→ **Material to process**
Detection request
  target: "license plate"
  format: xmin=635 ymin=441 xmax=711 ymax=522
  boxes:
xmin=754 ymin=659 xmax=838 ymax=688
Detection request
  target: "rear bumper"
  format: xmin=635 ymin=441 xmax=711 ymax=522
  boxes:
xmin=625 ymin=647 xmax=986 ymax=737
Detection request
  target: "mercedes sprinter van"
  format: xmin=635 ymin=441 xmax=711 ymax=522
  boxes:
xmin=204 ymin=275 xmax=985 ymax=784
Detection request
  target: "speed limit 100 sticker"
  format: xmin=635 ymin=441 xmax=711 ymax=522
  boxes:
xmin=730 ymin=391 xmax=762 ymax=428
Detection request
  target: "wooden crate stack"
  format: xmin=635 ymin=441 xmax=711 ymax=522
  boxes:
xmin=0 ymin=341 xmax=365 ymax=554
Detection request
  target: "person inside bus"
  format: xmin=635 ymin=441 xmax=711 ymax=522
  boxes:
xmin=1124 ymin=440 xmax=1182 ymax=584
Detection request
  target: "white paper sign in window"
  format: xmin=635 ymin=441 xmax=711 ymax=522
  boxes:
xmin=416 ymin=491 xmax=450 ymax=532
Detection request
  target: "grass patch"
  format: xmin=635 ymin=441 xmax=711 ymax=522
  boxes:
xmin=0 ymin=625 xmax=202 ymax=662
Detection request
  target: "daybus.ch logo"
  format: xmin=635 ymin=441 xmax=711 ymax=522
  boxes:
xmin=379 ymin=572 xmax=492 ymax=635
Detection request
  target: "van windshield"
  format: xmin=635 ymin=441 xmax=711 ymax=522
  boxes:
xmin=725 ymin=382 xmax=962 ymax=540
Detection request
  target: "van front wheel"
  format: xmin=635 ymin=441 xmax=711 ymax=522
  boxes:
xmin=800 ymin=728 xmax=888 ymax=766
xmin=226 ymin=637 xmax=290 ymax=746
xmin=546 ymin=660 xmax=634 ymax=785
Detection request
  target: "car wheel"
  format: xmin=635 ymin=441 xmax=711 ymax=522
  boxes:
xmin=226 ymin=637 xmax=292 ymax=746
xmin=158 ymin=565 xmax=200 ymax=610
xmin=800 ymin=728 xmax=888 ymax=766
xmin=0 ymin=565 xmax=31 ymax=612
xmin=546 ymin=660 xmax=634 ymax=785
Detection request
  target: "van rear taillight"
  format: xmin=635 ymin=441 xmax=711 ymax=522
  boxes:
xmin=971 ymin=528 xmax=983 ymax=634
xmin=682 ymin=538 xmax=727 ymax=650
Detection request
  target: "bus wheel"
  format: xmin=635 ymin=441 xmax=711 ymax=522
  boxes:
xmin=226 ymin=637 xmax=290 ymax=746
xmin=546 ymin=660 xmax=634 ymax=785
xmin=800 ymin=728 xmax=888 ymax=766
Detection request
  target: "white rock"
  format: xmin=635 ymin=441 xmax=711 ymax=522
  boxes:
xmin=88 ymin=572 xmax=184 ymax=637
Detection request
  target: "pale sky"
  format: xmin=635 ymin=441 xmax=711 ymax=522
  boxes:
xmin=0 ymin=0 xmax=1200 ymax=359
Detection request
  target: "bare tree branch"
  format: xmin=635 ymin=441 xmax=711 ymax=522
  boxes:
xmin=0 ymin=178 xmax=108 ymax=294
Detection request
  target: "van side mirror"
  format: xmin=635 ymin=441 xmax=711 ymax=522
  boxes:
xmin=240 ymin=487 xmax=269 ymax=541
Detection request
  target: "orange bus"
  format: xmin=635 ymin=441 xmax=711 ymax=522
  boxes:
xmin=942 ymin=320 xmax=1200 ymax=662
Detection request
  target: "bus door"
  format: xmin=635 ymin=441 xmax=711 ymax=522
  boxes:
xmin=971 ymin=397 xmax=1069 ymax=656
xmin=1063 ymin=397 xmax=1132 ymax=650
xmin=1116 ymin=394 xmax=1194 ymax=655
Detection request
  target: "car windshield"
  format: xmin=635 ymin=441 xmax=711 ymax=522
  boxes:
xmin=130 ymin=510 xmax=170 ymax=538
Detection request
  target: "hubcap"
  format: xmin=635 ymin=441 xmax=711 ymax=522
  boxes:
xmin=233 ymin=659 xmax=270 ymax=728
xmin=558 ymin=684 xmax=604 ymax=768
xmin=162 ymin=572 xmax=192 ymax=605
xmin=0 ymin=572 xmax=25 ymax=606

→ **What is asked**
Pull out each line above that contains the word "rear" and copy those lines without changes.

→ **Answer to this task**
  target: "rear bumper"
  target: "van rear taillight"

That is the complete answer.